(Items from a point annotation set)

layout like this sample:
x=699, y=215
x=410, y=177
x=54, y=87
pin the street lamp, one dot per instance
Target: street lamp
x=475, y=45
--
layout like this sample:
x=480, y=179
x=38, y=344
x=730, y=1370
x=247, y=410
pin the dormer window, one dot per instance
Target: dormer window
---
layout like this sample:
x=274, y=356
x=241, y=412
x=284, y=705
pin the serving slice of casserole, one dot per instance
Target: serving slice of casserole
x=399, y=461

AIM >> Count the lines in the items above that contain the string "Target", treating uppercase and lowercase as different. Reply with the number alone.

TASK ANSWER >> 3